◆ **PASSAGE PROVIDED**:
This is a timeline of Jodrell Bank Observatory.
1939 — Jodrell Bank site purchased by the University of Manchester as a botany field station.
1945, December — Bernard Lovell arrives at Jodrell Bank with several trailers of radar equipment from World War II.
1947 — The 66 meter Transit Telescope is constructed.
1950, August — The transit telescope is used to make the first detection of radio waves from the nearby Andromeda Galaxy.
1950 — Charles Husband presents first drawings of the proposed giant, fully steerable radio telescope.
1952, September — Construction of the Mark I telescope begins.
1957, October — The Mark I telescope becomes operational. It tracks the carrier rocket of Sputnik 1; the only telescope in the West able to do so.
1960, May — Lord Nuffield pays the remaining debt on the Mark I and the observatory is renamed the Nuffield Radio Astronomy Laboratories.
1962 — As part of a radio-linked interferometer, the Mark I identifies a new class of compact radio sources, later recognised as quasars.
1962 — Jodrell Bank radio telescope is mentioned in the science fiction novel A for Andromeda by Fred Hoyle and John Elliot.
1964 — The Mark II telescope is completed.

◆ **GIVEN DATA**:

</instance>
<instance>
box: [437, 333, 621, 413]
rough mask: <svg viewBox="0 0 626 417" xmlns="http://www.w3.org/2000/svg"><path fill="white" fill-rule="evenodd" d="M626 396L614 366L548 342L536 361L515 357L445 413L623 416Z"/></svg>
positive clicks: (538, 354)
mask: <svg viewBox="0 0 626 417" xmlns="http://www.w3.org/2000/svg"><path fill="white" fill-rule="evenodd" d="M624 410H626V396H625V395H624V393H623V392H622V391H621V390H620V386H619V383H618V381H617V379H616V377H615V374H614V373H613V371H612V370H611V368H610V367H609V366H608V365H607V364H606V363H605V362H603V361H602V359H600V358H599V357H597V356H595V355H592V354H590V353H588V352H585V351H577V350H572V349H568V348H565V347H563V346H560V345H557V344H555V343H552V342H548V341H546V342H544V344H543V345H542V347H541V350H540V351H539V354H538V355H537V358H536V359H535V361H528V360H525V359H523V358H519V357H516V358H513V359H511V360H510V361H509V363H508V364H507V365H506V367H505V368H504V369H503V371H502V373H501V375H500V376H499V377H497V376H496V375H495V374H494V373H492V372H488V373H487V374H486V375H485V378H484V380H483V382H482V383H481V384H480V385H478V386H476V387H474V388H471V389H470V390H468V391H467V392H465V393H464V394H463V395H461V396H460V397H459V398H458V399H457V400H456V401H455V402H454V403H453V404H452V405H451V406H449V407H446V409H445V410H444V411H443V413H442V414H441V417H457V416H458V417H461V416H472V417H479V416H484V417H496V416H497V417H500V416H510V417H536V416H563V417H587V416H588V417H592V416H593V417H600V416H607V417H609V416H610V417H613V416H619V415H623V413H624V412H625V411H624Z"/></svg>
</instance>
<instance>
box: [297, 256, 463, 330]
* * *
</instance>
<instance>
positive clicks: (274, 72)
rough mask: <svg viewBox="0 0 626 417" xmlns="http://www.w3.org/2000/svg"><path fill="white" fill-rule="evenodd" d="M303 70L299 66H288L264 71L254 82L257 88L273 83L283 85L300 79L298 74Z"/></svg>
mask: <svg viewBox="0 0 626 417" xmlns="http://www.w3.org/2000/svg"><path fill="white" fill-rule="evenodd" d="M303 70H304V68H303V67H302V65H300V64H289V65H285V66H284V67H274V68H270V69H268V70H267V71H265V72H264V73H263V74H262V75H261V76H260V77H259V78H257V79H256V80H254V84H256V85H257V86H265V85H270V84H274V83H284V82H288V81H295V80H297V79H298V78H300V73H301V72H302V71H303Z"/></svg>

◆ **EXERCISE DIRECTIONS**:
Continue the Jodrell Bank Observatory timeline after the 1964 line about the Mark II telescope.

◆ **REPLY**:
1966 — The Mark I receives pictures from Luna 9, the first spacecraft to make a soft landing on the Moon.
1966 — The Mark III telescope is completed.
1968 — The Mark I confirms the existence of pulsars.
1968 — The Mark I took part in the first transatlantic VLBI experiment in 1968, with other telescopes being those at Algonquin and Penticton in Canada.
1969 — The Mark I is used for the first time in a VLBI observation, with the Arecibo radio telescope in 1969.
1970–1971 — The Mark I is repaired and upgraded; it is renamed to the Mark IA.
1972–1973 — The Mark I carries out a survey of radio sources; amongst these sources was the first gravitational lens, which was confirmed optically in 1979.
1976, January — storms bring winds of around 90 mph which almost destroy the telescope. Bracing girders are added.
1980 — The Mark IA is used as part of the new MERLIN array.